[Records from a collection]
----

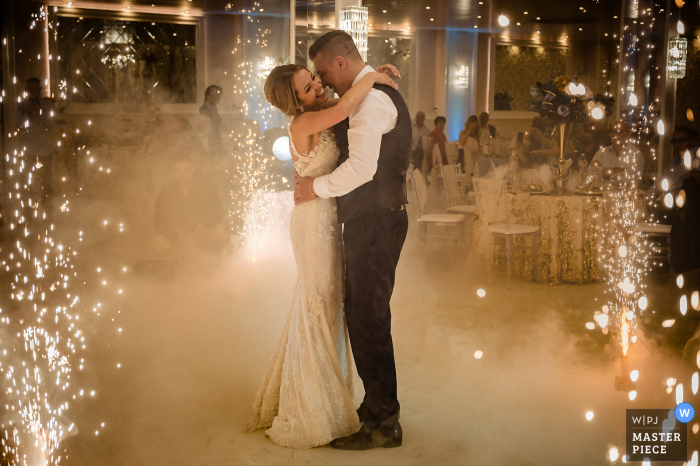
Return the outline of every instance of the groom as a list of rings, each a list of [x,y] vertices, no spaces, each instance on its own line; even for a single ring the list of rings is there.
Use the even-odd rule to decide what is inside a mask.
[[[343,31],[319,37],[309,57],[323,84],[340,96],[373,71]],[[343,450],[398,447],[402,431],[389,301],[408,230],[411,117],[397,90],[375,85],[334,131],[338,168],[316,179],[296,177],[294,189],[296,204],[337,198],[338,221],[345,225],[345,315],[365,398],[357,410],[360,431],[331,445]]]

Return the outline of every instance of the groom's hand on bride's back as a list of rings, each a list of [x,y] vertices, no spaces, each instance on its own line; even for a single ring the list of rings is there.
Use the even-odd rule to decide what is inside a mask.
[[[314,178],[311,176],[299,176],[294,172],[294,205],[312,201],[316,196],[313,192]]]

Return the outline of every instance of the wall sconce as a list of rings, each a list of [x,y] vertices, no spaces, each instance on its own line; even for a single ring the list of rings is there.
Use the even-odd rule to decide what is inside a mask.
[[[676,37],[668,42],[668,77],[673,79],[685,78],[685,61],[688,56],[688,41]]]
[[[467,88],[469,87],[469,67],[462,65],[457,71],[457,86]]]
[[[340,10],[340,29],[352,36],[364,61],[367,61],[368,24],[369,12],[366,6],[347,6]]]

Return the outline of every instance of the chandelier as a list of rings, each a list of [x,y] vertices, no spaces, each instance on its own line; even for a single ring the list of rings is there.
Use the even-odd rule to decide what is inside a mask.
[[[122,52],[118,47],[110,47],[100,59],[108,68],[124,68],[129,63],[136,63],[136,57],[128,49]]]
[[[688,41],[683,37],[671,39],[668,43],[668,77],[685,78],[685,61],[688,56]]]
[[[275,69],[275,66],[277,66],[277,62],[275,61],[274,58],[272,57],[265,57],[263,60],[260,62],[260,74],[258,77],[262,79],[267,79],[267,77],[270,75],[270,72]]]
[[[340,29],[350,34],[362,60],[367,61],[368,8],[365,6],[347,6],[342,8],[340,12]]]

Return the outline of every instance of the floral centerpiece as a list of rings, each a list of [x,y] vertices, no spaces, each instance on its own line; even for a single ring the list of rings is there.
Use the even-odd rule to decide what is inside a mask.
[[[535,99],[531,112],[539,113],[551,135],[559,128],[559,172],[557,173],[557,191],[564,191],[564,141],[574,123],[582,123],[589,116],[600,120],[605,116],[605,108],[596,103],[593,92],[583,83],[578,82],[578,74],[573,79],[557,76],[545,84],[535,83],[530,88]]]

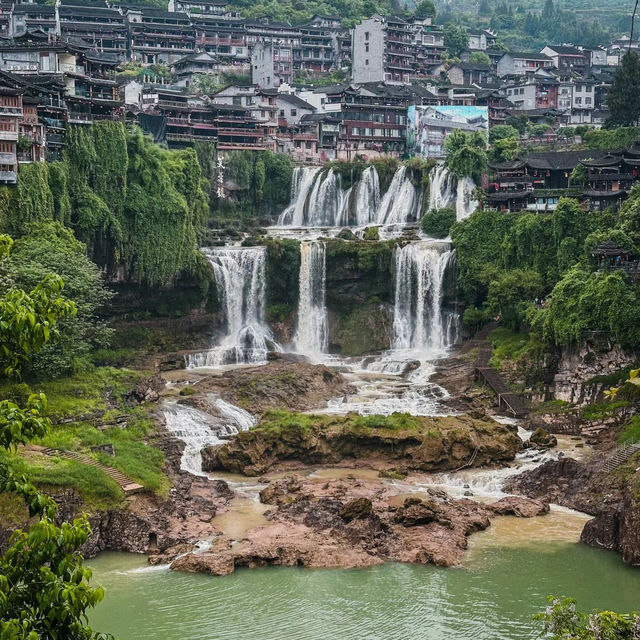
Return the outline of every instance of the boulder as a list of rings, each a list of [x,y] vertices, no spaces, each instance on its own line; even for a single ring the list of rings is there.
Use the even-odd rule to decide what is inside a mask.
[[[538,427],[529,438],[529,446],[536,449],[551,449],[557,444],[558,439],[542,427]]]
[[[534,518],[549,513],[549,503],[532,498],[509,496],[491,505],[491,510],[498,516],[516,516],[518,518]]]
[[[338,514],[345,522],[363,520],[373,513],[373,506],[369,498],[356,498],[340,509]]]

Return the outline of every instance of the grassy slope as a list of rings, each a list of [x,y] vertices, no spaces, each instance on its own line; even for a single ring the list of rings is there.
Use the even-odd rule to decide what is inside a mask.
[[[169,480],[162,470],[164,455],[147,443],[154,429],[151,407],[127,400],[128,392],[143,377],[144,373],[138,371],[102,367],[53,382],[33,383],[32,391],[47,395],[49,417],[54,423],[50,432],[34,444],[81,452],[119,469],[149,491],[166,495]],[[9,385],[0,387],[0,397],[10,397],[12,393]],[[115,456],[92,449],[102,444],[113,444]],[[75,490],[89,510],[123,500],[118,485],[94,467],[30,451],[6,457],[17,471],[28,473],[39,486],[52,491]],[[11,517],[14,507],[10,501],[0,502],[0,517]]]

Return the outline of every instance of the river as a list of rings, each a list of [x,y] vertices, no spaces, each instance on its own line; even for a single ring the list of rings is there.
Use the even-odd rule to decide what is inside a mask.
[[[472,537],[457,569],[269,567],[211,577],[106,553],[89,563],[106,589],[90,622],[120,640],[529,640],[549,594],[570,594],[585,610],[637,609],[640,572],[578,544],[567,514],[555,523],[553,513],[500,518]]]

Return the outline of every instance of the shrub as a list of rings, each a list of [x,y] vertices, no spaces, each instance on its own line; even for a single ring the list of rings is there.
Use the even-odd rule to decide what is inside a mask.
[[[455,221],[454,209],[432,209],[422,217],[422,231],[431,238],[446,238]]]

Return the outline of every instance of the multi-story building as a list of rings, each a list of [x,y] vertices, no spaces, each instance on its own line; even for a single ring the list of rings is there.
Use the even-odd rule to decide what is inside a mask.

----

# [TASK DETAILS]
Go through the records and pull out each line that includes the word "groom".

# [RESULT BELOW]
Return the outline of every instance of the groom as a list of rings, each a list of [x,y] vertices, no spaces, each instance on its own line; even for a single ring the list of rings is there.
Return the outline of every instance of the groom's hand on bride's back as a list of rings, each a list of [x,y] vertices, no spaces, each instance on its own line; even for a single ring the list of rings is there.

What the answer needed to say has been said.